**Data for the task**.
>>

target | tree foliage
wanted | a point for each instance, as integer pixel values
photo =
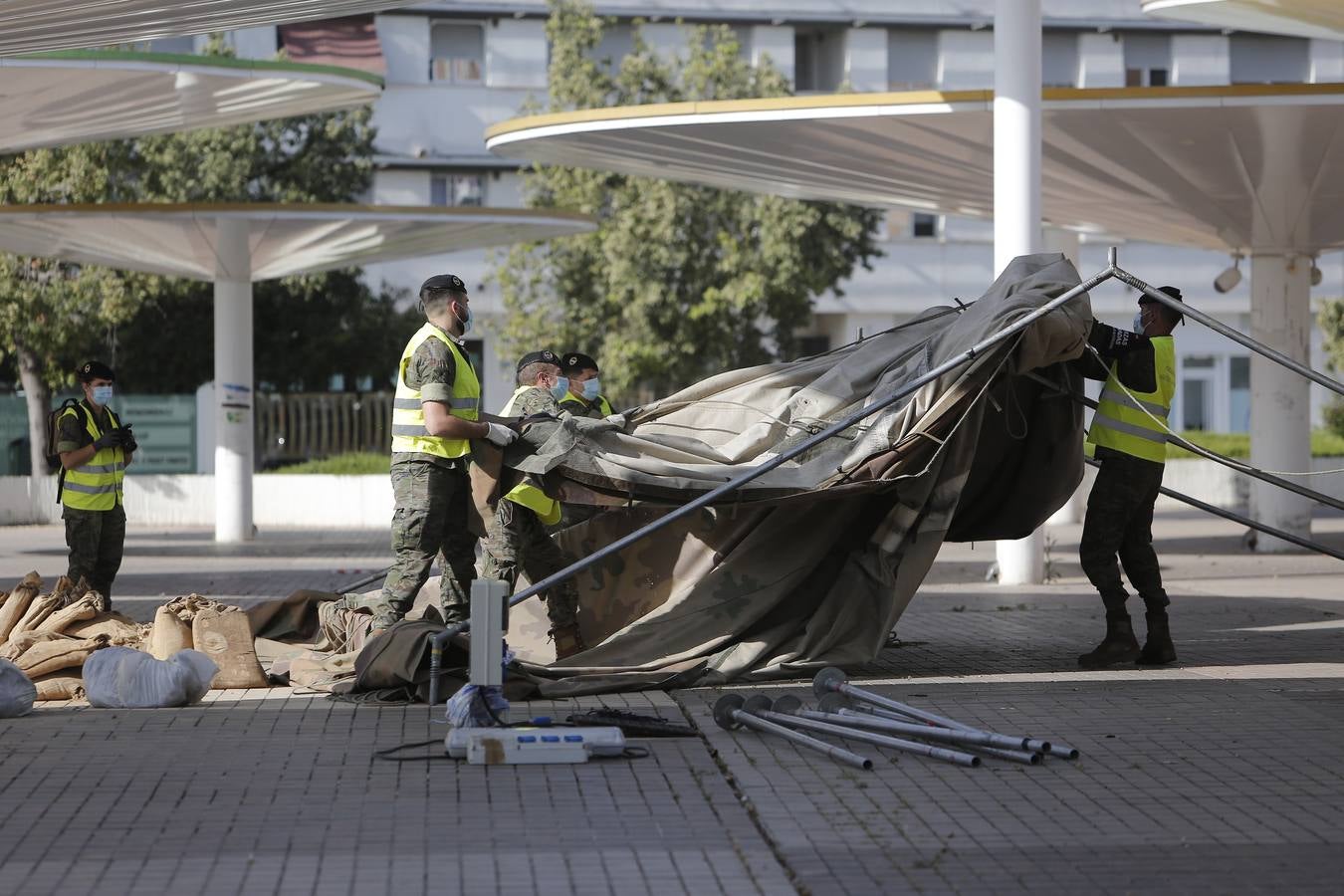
(157, 330)
(679, 281)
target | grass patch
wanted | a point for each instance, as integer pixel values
(348, 464)
(1324, 443)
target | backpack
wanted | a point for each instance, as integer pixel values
(54, 438)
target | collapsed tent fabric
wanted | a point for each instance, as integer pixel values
(812, 563)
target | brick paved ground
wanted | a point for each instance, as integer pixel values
(1218, 777)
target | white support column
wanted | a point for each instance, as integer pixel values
(234, 426)
(1017, 198)
(1281, 408)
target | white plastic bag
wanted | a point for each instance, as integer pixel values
(125, 679)
(16, 692)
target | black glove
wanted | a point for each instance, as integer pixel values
(112, 438)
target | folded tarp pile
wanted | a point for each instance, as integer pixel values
(812, 563)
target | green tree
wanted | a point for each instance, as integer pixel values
(56, 315)
(53, 314)
(678, 281)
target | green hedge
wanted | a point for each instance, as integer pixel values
(1324, 443)
(349, 464)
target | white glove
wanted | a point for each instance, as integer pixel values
(499, 434)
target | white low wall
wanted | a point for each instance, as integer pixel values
(365, 501)
(279, 501)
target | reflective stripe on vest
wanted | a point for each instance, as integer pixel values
(96, 485)
(525, 493)
(409, 433)
(1125, 423)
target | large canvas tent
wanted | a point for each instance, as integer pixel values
(813, 563)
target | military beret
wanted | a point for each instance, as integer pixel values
(441, 283)
(1171, 291)
(91, 371)
(574, 361)
(540, 357)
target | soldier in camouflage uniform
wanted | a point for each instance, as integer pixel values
(95, 453)
(1131, 446)
(434, 416)
(517, 537)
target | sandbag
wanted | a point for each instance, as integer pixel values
(125, 679)
(54, 656)
(18, 603)
(85, 607)
(60, 685)
(168, 635)
(16, 645)
(187, 607)
(226, 638)
(121, 629)
(16, 692)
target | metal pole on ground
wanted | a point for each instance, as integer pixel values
(234, 425)
(1017, 199)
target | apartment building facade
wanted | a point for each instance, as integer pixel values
(453, 69)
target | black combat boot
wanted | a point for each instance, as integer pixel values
(567, 641)
(1118, 646)
(1159, 650)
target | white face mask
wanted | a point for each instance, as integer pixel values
(465, 322)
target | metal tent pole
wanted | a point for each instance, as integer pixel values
(784, 457)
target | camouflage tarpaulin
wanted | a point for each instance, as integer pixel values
(812, 563)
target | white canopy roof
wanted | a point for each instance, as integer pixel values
(1300, 18)
(181, 239)
(1233, 166)
(31, 26)
(85, 96)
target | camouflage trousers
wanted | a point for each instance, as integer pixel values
(430, 519)
(97, 541)
(518, 539)
(1120, 522)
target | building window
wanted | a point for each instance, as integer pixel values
(813, 345)
(911, 60)
(457, 189)
(1239, 395)
(817, 60)
(1148, 60)
(457, 54)
(1059, 60)
(1263, 60)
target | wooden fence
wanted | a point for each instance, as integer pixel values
(311, 425)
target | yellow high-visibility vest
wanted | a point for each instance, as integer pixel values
(409, 433)
(97, 484)
(525, 493)
(1124, 425)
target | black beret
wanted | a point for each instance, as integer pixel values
(440, 283)
(1171, 291)
(91, 371)
(538, 357)
(574, 361)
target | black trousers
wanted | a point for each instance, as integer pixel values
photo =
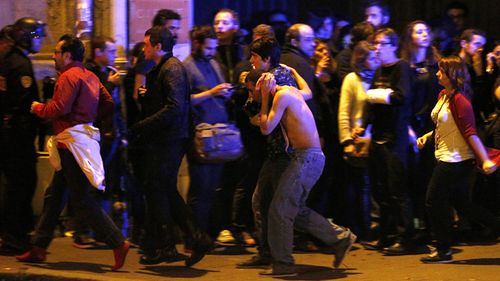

<<

**Task to complete**. Restate only the lines running from the start of the material above through the line containing "target | backpack", ends included. No pictures.

**Written response**.
target | tree foliage
wanted | a point for each instance, as integer pixel values
photo =
(157, 330)
(679, 281)
target | grass patch
wanted | a point for each instance, as integer pixel values
(348, 464)
(1324, 443)
target | backpack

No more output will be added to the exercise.